Aim :: Copy out the listing exactly.

Material for this exercise ::
※

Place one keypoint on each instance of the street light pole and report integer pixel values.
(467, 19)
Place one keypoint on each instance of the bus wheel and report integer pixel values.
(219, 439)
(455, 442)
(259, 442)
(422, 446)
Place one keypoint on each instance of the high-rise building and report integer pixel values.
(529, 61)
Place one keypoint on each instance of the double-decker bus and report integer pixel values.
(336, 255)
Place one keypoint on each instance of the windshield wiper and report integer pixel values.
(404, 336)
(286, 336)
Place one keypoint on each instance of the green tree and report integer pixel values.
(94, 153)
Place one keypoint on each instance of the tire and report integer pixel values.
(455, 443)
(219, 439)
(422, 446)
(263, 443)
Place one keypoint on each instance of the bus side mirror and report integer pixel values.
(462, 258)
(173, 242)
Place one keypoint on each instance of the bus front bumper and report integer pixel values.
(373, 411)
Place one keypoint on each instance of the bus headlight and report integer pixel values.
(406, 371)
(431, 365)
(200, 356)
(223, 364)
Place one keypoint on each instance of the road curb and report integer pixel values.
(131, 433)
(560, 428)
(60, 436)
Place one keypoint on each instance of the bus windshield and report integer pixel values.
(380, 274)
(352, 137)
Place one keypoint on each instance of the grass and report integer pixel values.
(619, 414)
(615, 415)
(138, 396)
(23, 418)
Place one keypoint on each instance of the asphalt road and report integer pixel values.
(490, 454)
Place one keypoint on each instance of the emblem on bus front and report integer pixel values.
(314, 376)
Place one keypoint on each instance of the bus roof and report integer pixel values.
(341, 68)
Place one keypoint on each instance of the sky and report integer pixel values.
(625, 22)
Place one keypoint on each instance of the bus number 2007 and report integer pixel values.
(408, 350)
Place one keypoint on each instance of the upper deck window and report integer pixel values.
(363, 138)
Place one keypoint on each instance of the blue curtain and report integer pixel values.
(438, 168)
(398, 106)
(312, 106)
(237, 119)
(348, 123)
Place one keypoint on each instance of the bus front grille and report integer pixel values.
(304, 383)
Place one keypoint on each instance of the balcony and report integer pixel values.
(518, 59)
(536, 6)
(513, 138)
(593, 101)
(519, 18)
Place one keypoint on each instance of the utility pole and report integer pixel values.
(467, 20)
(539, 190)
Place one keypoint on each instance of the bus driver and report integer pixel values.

※

Task result ::
Place one keypoint on each instance of the street light pole and report integer pixel values.
(467, 19)
Place one keypoint on each instance of the bus wheel and report integer pixel values.
(219, 439)
(455, 442)
(259, 442)
(422, 446)
Place one keypoint on each instance of the high-rise building and report integer pixel values.
(529, 61)
Place one keypoint on each instance of the double-decker bus and report integer pixel values.
(336, 255)
Place one keypoint on each instance of the windshield wiper and report integer pixel values.
(404, 336)
(286, 336)
Place one keypoint on each instance of the green tree and report integer pixel values.
(94, 153)
Place one keypoint on each instance of the tire and report integer pixel values.
(455, 443)
(219, 439)
(422, 446)
(263, 443)
Place one keypoint on each instance of the bus side mirror and report integer pixel values.
(462, 258)
(173, 242)
Place one keypoint on each instance of the bus front bumper and report integer pixel values.
(373, 411)
Place one keypoint on each instance of the bus headlight and report integer pixel values.
(406, 371)
(431, 365)
(200, 356)
(223, 364)
Place one keypoint on each instance of the road curb and report integer pixel values.
(131, 433)
(560, 428)
(60, 436)
Place one keypoint on each instance of the bus windshield and report integer pixel values.
(380, 274)
(352, 137)
Place one keypoint on each instance of the grass and report integer pixel values.
(619, 414)
(615, 415)
(138, 396)
(23, 418)
Place one keypoint on each instance of the asphalt road and report integer pixel values.
(490, 454)
Place one keypoint on each instance of the emblem on bus front and report integer pixel values.
(314, 376)
Place one keypoint on each instance of the bus roof and report integer pixel values.
(341, 68)
Place one keypoint on each instance of the sky and report integer pixel values.
(625, 22)
Place one keypoint on each instance of the bus number 2007 and report integer pixel values.
(408, 350)
Place one keypoint on each instance of the upper deck window and report integer pixel values.
(363, 138)
Place one keypoint on each instance of the blue curtain and report integer pixel values.
(438, 168)
(398, 106)
(312, 106)
(237, 119)
(348, 123)
Place one keypoint on each instance of the bus front grille and report integer pixel values.
(304, 383)
Place one keypoint on each instance of the balcony and report integer pixel values.
(518, 59)
(536, 6)
(513, 138)
(593, 101)
(519, 18)
Place one keypoint on each instance of the utility pole and report integer pixel values.
(467, 20)
(539, 190)
Place one keypoint on each instance of the bus driver and report integer pixel values.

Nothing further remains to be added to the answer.